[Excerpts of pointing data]
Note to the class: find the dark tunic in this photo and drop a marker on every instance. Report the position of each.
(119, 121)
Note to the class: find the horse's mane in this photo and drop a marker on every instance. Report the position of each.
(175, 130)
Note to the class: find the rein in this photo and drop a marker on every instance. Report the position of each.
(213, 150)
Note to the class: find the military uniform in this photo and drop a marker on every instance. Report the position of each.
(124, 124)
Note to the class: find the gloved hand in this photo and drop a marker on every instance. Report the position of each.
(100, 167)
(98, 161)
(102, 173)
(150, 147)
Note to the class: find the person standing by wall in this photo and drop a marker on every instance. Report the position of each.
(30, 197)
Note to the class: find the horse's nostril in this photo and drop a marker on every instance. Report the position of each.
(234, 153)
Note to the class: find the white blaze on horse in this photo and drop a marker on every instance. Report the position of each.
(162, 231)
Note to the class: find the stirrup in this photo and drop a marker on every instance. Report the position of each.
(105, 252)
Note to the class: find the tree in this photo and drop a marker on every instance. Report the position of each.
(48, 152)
--
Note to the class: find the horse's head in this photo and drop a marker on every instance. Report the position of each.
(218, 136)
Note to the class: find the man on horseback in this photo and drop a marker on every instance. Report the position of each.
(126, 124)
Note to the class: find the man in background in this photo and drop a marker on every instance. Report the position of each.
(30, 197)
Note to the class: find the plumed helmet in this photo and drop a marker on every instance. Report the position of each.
==
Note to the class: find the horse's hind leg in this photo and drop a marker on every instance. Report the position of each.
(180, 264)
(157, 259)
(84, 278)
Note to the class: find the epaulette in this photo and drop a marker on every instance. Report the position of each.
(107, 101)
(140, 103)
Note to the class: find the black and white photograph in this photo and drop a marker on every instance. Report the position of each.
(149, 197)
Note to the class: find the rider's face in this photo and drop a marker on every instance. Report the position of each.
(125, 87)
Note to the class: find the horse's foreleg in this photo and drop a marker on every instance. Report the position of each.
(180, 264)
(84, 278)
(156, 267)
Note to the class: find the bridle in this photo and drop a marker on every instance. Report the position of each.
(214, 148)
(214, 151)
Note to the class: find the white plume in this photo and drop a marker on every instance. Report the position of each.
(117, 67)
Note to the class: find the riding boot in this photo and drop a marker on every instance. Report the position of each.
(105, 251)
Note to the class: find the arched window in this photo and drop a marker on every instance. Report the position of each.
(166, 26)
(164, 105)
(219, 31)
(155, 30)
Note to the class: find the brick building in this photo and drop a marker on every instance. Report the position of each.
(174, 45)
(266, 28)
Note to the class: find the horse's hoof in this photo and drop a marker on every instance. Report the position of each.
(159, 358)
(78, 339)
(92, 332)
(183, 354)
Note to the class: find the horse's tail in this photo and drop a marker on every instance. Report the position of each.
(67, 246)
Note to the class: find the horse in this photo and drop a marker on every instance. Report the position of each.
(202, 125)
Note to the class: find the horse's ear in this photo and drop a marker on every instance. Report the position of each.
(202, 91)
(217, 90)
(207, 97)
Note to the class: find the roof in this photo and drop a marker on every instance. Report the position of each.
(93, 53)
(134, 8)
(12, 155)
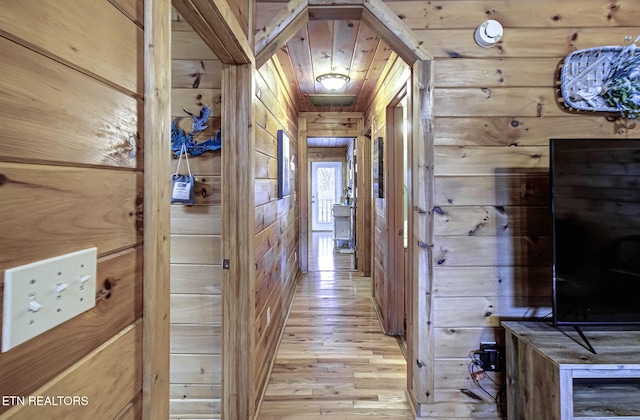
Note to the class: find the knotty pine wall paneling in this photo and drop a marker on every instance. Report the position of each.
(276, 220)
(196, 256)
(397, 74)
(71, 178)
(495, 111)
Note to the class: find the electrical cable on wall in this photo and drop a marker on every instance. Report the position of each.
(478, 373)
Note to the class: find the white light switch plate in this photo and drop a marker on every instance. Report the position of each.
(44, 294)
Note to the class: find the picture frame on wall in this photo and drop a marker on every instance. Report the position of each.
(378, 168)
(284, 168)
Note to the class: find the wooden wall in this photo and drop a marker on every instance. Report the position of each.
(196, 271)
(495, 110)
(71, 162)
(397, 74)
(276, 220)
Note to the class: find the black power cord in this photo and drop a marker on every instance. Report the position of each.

• [REQUIREMENTS]:
Show each line of the data that contains the word "black". Case counts.

• [SOLUTION]:
Note to the class: find the black and white photograph in this photo and drop a marker on every instance. Report the position of each.
Note to the class: find the black power cord in this photo and drop a marker on every instance. Report the position of each.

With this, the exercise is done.